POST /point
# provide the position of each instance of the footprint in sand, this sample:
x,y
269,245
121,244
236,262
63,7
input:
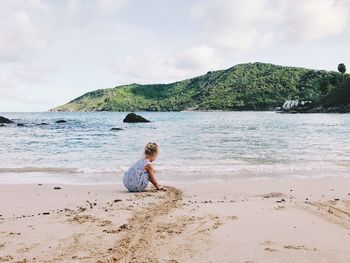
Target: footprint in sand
x,y
6,258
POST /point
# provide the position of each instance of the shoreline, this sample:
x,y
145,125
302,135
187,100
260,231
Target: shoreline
x,y
241,221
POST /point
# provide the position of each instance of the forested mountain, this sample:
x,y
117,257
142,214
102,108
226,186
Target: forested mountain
x,y
252,86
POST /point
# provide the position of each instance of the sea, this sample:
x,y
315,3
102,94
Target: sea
x,y
194,146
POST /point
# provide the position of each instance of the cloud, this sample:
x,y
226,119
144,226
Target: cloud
x,y
157,67
239,26
33,73
317,19
18,33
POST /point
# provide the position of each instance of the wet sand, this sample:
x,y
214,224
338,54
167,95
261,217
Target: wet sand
x,y
280,220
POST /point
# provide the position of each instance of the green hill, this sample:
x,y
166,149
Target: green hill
x,y
253,86
338,99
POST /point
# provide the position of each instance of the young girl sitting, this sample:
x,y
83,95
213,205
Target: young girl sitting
x,y
137,177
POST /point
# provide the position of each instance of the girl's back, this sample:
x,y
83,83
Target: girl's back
x,y
136,177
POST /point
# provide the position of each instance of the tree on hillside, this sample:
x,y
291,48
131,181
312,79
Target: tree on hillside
x,y
324,87
342,69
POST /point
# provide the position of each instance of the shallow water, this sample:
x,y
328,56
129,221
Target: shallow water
x,y
194,146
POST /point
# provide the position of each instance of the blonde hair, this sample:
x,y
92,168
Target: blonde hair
x,y
151,148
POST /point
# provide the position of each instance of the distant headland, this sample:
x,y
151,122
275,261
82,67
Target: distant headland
x,y
251,86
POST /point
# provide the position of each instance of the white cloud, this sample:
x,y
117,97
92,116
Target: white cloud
x,y
18,33
33,73
240,26
155,67
317,19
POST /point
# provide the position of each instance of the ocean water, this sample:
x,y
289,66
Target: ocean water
x,y
194,146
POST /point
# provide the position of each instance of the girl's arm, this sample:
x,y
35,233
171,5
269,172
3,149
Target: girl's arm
x,y
152,176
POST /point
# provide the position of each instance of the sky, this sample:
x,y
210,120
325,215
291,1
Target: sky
x,y
54,51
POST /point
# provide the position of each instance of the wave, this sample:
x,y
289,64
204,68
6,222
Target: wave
x,y
64,170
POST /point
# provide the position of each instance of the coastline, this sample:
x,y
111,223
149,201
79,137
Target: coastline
x,y
275,220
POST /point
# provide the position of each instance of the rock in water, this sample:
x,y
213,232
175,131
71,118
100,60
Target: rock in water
x,y
132,117
61,121
5,120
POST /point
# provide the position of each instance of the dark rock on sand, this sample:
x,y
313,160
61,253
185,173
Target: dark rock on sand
x,y
132,117
61,121
5,120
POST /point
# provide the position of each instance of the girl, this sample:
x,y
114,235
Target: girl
x,y
137,177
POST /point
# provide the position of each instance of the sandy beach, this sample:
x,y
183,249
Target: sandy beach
x,y
279,220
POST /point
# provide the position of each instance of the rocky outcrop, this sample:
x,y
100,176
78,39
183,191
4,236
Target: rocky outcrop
x,y
5,120
132,118
61,121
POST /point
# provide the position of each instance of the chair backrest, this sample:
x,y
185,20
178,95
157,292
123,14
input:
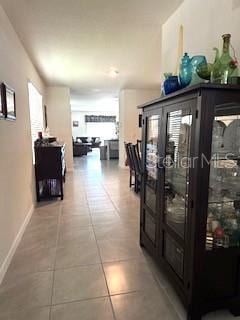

================

TASK OBJECTIVE
Report every line of the listing above that contains the string "shoreline", treating uppercase and lowercase as different.

SOLVED EXERCISE
# provide the position of each instance of the shoreline, this sample:
Target: shoreline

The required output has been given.